**Study questions:**
(a) Answer these questions from the Super Bowl blog entry, one line each, marked the same way:
(i) Which player does the writer admit to having a little crush on?
(ii) How much time passed between writing the first paragraph and the second?
(iii) What does the writer plan to eat after finishing the entry?
(b) Please carry on the Super Bowl blog entry from its last sentence.

**Text shown:**

=====

Oh, quarterback, I'll steal your axe. - 01.26.03 - 9:16 pm
Look!

It's surprising, but I'm not even pissed that I can tell you exactly what's going on in the game just by turning my head towards my open window. I'm actually, kinda sorta, really interested in watching the Super Bowl. Also, I'm actually, kinda sorta, really hoping the Bucs win. And it's not because I have a little crush on Warren Sapp (He was on the TV! Cooking! He wore a chef's hat!) but I feel bad for them.

OK, almost an hour has passed since I wrote that paragraph; something you, the reader, would not know had I not mentioned it. I just ate about three pounds of snow crab and am planning on eating a whole pint of Edy's Dreamery Raspberry Brownie A la Mode when I finish this entry. I was going to tie up my comments on the Super Bowl with something interesting and maybe make an analogy to some poor fucker that's always getting beat up for milk money, but I can't remember. Oh, wait, yes I can.

=====

Free-text object descriptions
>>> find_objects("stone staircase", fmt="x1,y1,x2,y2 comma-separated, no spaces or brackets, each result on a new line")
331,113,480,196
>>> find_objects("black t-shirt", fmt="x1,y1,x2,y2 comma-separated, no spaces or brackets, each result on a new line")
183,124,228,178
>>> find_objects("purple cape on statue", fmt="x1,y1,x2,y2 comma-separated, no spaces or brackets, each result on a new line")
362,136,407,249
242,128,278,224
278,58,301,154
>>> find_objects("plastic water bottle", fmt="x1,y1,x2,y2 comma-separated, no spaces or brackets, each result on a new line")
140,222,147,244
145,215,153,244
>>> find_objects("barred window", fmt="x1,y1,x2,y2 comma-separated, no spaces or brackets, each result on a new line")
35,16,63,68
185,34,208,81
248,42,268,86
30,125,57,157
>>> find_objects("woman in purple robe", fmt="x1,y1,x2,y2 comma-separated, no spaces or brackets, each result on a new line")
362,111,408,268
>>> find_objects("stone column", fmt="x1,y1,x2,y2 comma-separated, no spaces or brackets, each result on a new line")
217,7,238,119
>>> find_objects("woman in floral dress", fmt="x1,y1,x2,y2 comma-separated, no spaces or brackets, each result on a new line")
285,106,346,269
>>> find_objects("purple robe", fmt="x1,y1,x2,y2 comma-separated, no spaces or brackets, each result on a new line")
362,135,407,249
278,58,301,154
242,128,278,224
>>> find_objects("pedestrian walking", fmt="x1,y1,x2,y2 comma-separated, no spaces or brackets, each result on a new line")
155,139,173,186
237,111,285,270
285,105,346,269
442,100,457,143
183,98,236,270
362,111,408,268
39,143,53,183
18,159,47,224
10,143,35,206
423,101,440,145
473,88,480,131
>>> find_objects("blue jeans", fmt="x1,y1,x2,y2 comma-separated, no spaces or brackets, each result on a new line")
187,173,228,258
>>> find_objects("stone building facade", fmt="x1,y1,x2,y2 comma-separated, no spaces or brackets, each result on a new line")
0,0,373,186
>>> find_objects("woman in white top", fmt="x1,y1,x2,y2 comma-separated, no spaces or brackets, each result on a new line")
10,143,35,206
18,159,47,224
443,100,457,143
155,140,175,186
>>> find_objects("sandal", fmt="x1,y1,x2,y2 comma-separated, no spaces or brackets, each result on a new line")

=====

**List of answers:**
(a)
(i) Warren Sapp
(ii) Almost an hour
(iii) A whole pint of Edy's Dreamery Raspberry Brownie A la Mode

(b)
I never used to watch football unless the Dolphins were playing. And even then, I would squirm around and start rating asses on firmness and shape. Football was one of those things where my gnat-like attention span made it hard to enjoy. I thought maybe if they used lassos or played nekkid it would be more interesting.

And then I went to New York. All I did while I was in New York was watch football and admire my boots in the snow.

Story time!

I may have mentioned this before, but I have a very large family. My father has six brothers and one sister. My grandparents had about twenty siblings between them and my great-grandparents even more. I believe that we are responsible for populating most of Western New York. The ICU waiting room always contained at least five members of my family.

(Oops. There goes almost another hour. I watched the SNL Halftime Special. And Jesus fucking Christ, Jimmy Fallon was one hip thrust away from me jumping on my bike and riding to New York for some serious make out action. Rrrowr.)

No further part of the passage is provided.